Brief 1 - In the game-development interview, what program did the speaker use on the Amiga to try making a game?
Brief 2 - According to the game-development interview, why did the early-2000s RTS project with about 20 people fail?
Brief 3 - From the game-development interview, write out the passage that opens with the words containing "So how did you" and closes with "kind of thing.".

Page extract -
☆ ☆ ☆ ☆ ☆ ☆ ☆
Yeah, that's that's a nice way to put it, we'll say. We probably should shift back onto your game at
somewhere. Yeah, yeah. Absolutely. So I guess one thing I didn't want to ask is, why did you want to
make a game like this? Well, yeah. I mean, ever since I was a boy, uh, you know how like you play
games when you're a kid and you, um, and you think, hey, this is great. This is so cool. I could
make something. And so what I did was I tried to make a game when I was a teenager. And I just
did not have any skills. So I just failed utterly. I did not, didn't know how to code. I didn't
have any art skills. I had a bit of music skills. I played the synthesizer back then.
So how did you try to approach it? What were you trying to use at the time? Well, I had an
Amiga and there was a program called Amos. So this is kind of like a like a toolkit, like a
unity type of thing. But it is, it's it allows you to make games on your Amiga,
but you know, not high quality games, but it's having a copy of that sort of over.
opened the doors to let's make a game together.
Got a couple of friends together from school.
We tried to make a game.
It was kind of a gauntlet type of game, you know,
top-down fighting kind of thing.
Obviously, well pre-diablo.
And, yeah, we just, we got barely anyway into it.
And then I tried again in my 20s because I learned how to code, C++.
And it was a case of, all right, well, I've got like all these friends from training.
We got like 20 people together, and we're going to make an RTS in the early 2000s.
And we got barely anyone because we didn't have any management skills.
You know, there was no income, there's no funding.
It's like, you know, running a studio is not just about ambition.
There's a lot more to it.
So we failed again.
So that sort of stuck with me, you know, as a personal failure for my whole life.
and when I got to a point where I was able to take some time off of contracting, you know, IT work,
I decided that I was going to fix that gap, I was going to fix that personal failure,
and I was going to make something and finish it, because this is the hardest part about game development,
finishing it.
Well, starting it and finishing it, those are two massive problems.
Starting it, it was like, I have an idea, but like, you're not fully committed to actually doing the work,
and then finishing it where you're like,
I don't know what is done.
What do I, how much do I want to add into the game?
☆ ☆ ☆ ☆ ☆ ☆ ☆
Given entries -
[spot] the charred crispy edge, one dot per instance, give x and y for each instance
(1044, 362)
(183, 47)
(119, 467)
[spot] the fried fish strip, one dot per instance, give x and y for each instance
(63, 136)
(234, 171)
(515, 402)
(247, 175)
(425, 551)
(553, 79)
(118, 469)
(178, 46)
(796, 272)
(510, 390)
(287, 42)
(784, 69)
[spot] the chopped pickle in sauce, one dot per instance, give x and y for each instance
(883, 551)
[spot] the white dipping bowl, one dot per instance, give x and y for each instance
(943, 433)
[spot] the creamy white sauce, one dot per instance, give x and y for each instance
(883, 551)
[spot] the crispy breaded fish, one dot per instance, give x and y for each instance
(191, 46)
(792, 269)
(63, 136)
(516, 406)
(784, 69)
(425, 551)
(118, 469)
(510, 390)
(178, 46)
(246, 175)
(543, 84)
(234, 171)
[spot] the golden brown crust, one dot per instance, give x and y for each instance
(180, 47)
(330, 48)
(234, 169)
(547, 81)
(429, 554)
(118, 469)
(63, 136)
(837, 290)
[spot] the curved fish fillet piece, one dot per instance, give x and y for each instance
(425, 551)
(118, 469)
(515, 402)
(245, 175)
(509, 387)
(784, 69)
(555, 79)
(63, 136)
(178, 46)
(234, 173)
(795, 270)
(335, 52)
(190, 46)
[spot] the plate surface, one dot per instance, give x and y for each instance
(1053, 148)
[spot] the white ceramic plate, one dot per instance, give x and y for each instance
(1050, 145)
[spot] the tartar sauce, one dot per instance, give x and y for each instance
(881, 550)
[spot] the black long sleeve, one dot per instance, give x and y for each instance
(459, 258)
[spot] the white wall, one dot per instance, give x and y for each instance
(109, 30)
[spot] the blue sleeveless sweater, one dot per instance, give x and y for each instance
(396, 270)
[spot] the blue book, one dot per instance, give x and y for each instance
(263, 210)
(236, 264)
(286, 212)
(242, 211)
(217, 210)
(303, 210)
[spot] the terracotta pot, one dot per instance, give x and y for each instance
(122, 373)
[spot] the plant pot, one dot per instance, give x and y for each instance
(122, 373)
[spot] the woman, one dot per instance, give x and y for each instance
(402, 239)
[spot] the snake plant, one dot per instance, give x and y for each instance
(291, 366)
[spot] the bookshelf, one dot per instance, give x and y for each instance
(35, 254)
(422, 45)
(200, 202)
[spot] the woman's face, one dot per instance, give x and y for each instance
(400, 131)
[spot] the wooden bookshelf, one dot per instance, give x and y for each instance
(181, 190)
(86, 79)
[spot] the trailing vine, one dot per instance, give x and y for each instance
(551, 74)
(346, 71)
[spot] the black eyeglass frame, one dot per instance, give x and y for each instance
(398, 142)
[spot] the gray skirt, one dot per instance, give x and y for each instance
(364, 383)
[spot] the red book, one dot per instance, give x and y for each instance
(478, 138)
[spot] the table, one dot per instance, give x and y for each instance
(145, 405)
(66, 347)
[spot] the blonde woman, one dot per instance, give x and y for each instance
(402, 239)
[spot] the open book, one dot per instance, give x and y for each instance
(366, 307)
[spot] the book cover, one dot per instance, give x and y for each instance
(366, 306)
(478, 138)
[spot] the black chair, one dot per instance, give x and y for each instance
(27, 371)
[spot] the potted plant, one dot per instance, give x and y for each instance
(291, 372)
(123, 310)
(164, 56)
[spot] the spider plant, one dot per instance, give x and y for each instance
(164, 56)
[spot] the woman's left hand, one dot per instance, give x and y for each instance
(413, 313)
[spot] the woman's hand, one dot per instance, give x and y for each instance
☆ ☆ ☆ ☆ ☆ ☆ ☆
Full answer 1 - A program called Amos.

Full answer 2 - They made barely any progress because they had no management skills. There was also no income and no funding.

Full answer 3 -
So how did you try to approach it? What were you trying to use at the time? Well, I had an
Amiga and there was a program called Amos. So this is kind of like a like a toolkit, like a
unity type of thing. But it is, it's it allows you to make games on your Amiga,
but you know, not high quality games, but it's having a copy of that sort of over.
opened the doors to let's make a game together.
Got a couple of friends together from school.
We tried to make a game.
It was kind of a gauntlet type of game, you know,
top-down fighting kind of thing.